§ **THE DATA**
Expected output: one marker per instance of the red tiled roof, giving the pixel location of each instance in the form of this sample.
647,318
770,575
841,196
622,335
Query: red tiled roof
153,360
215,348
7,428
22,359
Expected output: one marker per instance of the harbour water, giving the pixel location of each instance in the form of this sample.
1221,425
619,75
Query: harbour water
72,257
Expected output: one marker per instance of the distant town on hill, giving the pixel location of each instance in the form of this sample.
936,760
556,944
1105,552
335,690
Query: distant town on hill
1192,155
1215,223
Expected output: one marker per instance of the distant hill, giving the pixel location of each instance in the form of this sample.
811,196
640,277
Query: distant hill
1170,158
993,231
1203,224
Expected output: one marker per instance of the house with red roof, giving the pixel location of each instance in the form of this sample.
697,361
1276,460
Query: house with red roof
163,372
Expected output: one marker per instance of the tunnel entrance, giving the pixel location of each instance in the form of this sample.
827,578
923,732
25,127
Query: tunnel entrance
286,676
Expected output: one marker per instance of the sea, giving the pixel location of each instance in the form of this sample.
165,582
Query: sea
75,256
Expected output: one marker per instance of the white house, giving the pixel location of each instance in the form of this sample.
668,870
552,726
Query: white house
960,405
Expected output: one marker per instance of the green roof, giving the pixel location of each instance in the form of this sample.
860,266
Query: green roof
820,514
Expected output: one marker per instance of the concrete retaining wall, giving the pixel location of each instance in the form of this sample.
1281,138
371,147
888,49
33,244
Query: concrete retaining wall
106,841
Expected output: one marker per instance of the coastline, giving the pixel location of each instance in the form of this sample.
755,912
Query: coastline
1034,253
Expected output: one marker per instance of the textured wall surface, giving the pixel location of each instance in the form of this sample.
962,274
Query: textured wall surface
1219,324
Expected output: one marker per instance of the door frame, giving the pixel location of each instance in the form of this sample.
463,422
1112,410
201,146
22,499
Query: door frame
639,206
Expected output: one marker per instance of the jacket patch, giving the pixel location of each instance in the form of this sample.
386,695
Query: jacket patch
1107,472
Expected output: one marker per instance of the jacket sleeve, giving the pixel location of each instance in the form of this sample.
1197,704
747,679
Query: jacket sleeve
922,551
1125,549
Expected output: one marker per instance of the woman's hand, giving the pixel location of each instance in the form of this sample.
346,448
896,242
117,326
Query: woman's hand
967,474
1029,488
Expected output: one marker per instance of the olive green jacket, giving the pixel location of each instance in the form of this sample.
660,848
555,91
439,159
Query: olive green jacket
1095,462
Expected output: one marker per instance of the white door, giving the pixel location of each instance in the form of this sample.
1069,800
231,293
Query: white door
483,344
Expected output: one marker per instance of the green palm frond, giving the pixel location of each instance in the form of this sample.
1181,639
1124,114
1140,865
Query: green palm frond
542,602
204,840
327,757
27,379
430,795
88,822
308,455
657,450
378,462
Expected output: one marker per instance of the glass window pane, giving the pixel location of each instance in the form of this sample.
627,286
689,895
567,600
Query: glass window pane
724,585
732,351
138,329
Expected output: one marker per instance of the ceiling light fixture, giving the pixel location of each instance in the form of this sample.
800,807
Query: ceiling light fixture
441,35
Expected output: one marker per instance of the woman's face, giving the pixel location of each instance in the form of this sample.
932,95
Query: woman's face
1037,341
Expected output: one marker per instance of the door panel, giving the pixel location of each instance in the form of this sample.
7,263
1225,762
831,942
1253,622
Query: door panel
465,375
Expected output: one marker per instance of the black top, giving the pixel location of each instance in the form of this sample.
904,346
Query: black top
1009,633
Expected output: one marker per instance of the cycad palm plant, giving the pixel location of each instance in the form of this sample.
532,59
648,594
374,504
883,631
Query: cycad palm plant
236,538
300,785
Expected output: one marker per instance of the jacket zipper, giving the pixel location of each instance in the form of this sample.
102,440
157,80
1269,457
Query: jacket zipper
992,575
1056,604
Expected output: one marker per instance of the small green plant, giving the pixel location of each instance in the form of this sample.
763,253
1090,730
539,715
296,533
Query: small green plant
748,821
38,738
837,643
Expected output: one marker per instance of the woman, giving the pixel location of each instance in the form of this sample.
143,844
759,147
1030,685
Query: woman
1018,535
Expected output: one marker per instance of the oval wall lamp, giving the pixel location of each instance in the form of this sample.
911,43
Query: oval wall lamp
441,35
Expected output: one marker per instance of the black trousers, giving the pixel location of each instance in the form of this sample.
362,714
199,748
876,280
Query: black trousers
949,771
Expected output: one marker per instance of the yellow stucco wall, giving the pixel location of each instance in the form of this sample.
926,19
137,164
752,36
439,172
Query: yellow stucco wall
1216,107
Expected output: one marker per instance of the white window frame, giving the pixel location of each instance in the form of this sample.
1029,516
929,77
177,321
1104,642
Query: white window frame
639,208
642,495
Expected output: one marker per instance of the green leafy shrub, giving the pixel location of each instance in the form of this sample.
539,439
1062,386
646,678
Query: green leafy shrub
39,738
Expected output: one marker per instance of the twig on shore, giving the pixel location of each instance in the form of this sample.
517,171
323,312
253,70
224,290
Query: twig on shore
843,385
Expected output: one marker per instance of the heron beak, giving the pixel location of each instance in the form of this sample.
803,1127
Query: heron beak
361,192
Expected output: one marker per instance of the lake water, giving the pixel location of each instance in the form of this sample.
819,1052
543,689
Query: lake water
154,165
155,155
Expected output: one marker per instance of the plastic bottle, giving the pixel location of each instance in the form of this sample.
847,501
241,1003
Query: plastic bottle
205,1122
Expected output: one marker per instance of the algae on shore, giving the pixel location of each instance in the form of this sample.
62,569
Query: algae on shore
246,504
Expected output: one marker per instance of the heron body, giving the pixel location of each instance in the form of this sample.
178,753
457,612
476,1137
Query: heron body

§ **WHAT NEEDS TO BE DONE**
Render the listing above as a numbered list, starting with the line containing "Expected output: one marker per instance of the lake" and continuing through the last line of the listing, both ends included. Omit any blank lines.

§ **RESPONSE TO THIS TASK**
1. Expected output: one marker per instance of the lake water, giving the pixel location of each instance in the form of this sample.
2. 819,1052
3. 543,689
4. Query: lake water
5. 154,165
6. 155,155
7. Expected output: one marker per instance of the plastic bottle, giving the pixel location of each instance in the form of this sample.
8. 847,501
9. 241,1003
10. Query: plastic bottle
11. 205,1122
12. Expected output: one marker per instance of the algae on shore, giving the pixel location of each instance in the form of this sample.
13. 62,569
14. Query: algae on shore
15. 246,504
16. Expected output: one marker per instance of the heron body, giving the pixel location of each instance in the form of this sample.
17. 178,753
18. 457,612
19. 476,1137
20. Query: heron body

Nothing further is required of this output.